AUFGABEN.
a – Gib für jeden Satz im Textauszug das erste Wort an. Halte dabei die Reihenfolge des Textes ein.
b – Schreibe den Textauszug von „Es ist sein“ bis „in der Tasche.“ ab.

TEXTAUSZUG.

★ ★ ★ ★ ★ ★ ★

Es ist sein erstes, allererstes Bild, an das sich Günter Hübner am liebsten erinnert. Ein Foto seiner Großeltern, geknipst mit der Kamera seines Onkels. Einem kleinen schwarzen Kasten, bei dem man oben in den Sucher gucken musste. "Die Box", mancher wird sich erinnern. Hübner, Jahrgang 1941, war damals noch ein Junge. Einer, der sich für Technik im Allgemeinen und die – wenn auch nicht umfangreiche, aber zumindest vorhandene – Fotoausrüstung seines Onkels begeisterte. Es sollte noch ein wenig dauern, bis er sich seine erste eigene Kamera kaufen würde. Mit 16, den Ausbildungsvertrag bei SKF gerade in der Tasche.

★ ★ ★ ★ ★ ★ ★

ERFASSTE DATEN.
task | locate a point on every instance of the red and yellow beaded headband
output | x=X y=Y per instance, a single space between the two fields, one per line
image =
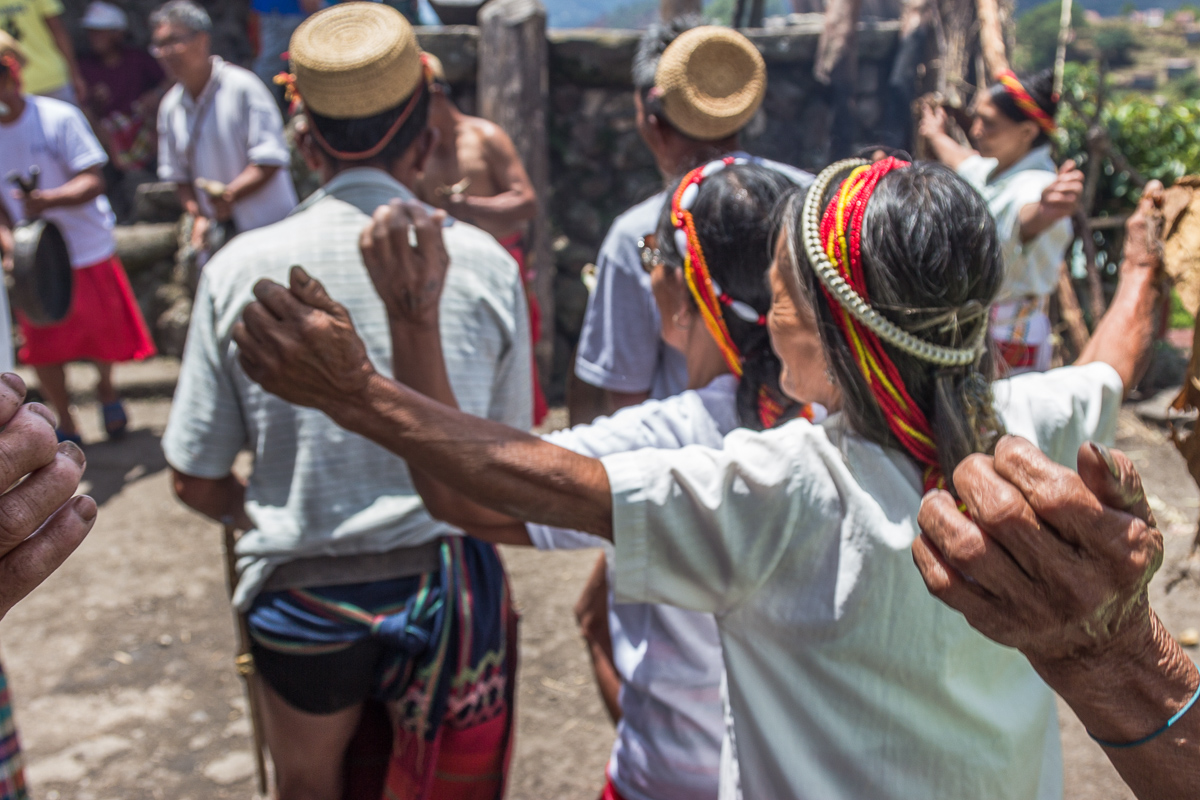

★ ★ ★ ★ ★ ★ ★

LÖSUNGEN.
a – Es, Ein, Einem, Die, Hübner, Einer, Es, Mit

b –
Es ist sein erstes, allererstes Bild, an das sich Günter Hübner am liebsten erinnert. Ein Foto seiner Großeltern, geknipst mit der Kamera seines Onkels. Einem kleinen schwarzen Kasten, bei dem man oben in den Sucher gucken musste. "Die Box", mancher wird sich erinnern. Hübner, Jahrgang 1941, war damals noch ein Junge. Einer, der sich für Technik im Allgemeinen und die – wenn auch nicht umfangreiche, aber zumindest vorhandene – Fotoausrüstung seines Onkels begeisterte. Es sollte noch ein wenig dauern, bis er sich seine erste eigene Kamera kaufen würde. Mit 16, den Ausbildungsvertrag bei SKF gerade in der Tasche.